(ASSIGNMENT)
From the records below, please return each line that holds the word "window".

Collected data
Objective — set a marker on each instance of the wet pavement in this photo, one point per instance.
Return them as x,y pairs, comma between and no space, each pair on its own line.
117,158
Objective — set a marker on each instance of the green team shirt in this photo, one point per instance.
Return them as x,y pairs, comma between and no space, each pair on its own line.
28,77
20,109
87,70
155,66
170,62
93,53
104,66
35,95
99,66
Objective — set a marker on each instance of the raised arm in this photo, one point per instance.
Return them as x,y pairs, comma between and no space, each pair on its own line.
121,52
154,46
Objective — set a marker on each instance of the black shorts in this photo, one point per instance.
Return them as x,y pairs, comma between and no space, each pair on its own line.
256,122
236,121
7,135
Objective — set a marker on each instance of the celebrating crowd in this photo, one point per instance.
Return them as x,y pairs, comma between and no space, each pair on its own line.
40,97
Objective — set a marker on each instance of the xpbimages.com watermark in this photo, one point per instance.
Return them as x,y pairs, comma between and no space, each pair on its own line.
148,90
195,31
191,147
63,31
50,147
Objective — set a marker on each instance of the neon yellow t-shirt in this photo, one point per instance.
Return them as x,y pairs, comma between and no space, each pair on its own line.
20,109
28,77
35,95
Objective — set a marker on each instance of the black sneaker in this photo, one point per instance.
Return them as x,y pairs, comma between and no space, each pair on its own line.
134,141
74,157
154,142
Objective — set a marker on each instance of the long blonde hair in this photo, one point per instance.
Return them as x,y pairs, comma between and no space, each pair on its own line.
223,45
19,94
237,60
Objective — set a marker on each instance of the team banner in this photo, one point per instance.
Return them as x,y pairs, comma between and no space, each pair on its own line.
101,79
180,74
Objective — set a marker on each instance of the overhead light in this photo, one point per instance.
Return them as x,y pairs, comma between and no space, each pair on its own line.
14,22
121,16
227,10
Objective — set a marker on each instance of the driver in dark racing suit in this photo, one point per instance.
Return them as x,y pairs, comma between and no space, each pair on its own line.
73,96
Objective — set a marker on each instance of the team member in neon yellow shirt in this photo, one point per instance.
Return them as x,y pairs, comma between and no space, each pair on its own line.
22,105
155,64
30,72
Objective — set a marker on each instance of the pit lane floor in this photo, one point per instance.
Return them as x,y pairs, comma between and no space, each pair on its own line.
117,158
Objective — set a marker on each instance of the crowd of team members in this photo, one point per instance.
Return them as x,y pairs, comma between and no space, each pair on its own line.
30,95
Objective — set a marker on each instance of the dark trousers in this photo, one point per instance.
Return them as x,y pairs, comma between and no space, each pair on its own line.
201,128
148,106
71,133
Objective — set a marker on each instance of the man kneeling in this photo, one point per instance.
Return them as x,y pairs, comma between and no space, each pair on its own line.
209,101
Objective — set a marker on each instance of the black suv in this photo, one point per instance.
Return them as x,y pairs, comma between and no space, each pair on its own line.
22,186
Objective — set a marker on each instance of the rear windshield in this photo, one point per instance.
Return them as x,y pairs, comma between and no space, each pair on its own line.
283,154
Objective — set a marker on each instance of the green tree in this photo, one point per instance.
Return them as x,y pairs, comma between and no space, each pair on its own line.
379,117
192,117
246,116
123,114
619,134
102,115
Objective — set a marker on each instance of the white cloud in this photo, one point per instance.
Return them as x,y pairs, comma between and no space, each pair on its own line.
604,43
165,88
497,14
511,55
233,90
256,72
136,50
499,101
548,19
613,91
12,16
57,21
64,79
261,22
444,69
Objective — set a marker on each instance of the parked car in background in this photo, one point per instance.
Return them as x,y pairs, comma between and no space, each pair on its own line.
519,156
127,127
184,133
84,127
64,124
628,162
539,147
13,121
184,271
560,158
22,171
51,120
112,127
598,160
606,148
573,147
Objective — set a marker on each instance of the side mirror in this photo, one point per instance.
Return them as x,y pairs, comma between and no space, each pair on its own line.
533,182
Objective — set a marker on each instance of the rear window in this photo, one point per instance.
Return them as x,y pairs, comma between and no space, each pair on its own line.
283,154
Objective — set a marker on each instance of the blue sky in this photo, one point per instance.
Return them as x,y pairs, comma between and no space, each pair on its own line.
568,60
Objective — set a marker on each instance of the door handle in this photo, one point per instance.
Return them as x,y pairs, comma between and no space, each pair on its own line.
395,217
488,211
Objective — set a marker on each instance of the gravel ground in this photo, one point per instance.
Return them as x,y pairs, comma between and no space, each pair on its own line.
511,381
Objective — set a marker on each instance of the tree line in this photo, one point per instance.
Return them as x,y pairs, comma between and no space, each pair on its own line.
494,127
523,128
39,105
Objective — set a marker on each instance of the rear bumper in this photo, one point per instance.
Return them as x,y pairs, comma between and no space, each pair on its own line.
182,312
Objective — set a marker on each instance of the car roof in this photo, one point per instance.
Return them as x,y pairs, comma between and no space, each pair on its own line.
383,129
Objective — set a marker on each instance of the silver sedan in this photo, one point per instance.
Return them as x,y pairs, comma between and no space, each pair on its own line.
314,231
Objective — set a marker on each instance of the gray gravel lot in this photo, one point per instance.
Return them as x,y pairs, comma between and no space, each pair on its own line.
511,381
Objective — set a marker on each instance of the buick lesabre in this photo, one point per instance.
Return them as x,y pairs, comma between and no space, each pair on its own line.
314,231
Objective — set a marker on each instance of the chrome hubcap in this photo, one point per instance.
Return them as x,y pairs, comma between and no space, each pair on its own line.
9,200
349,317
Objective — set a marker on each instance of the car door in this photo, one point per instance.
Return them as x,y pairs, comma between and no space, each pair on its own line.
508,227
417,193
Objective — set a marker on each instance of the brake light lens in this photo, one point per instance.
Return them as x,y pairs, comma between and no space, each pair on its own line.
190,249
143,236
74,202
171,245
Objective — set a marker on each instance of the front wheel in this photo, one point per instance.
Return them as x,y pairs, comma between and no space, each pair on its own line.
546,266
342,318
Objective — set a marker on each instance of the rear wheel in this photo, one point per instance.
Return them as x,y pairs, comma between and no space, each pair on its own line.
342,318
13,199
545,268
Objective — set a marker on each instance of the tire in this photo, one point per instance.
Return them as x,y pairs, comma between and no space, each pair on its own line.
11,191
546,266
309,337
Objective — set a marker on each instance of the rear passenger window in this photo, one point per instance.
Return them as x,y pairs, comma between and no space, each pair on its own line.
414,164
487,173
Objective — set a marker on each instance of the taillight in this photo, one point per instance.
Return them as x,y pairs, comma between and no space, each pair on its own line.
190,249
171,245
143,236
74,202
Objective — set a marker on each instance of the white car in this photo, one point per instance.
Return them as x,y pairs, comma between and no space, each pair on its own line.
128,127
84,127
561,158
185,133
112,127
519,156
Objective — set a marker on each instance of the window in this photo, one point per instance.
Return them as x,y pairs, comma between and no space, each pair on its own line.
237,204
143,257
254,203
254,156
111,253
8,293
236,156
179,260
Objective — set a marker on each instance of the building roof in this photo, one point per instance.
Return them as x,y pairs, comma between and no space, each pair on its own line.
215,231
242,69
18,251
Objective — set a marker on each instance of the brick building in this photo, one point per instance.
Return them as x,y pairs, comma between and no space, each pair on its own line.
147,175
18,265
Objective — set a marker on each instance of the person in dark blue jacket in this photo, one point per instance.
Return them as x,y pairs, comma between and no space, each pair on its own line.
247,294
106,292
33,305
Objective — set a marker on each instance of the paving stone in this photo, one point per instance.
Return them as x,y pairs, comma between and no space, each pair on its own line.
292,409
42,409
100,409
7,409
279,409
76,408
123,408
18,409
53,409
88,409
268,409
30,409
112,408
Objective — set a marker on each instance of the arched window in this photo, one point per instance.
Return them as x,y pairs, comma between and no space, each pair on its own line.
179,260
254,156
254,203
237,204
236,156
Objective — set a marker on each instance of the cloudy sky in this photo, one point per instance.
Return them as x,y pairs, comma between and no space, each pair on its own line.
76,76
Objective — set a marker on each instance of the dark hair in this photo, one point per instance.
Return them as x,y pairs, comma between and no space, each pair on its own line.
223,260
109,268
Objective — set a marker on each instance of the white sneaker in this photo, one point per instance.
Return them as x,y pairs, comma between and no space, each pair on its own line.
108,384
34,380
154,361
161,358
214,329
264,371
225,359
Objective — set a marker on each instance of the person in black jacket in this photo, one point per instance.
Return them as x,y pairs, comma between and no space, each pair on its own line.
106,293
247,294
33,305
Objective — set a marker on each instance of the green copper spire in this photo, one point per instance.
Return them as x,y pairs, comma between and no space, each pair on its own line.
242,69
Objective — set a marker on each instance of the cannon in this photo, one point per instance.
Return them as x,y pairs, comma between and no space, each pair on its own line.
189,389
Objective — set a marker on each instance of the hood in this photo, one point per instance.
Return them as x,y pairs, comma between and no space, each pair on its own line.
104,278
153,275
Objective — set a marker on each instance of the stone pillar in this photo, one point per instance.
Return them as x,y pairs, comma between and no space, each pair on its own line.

(PROBLEM SOLUTION)
Objective — set a marker on each instance of the rear window in this photo, one point per instance.
Objective — set a marker on each instance of the rear passenger window in this photo, one point per instance.
Objective — set a marker on each instance of the window in this photo, one point per instance.
Objective — set a marker on each instance of the arched window in this photo, one point per instance.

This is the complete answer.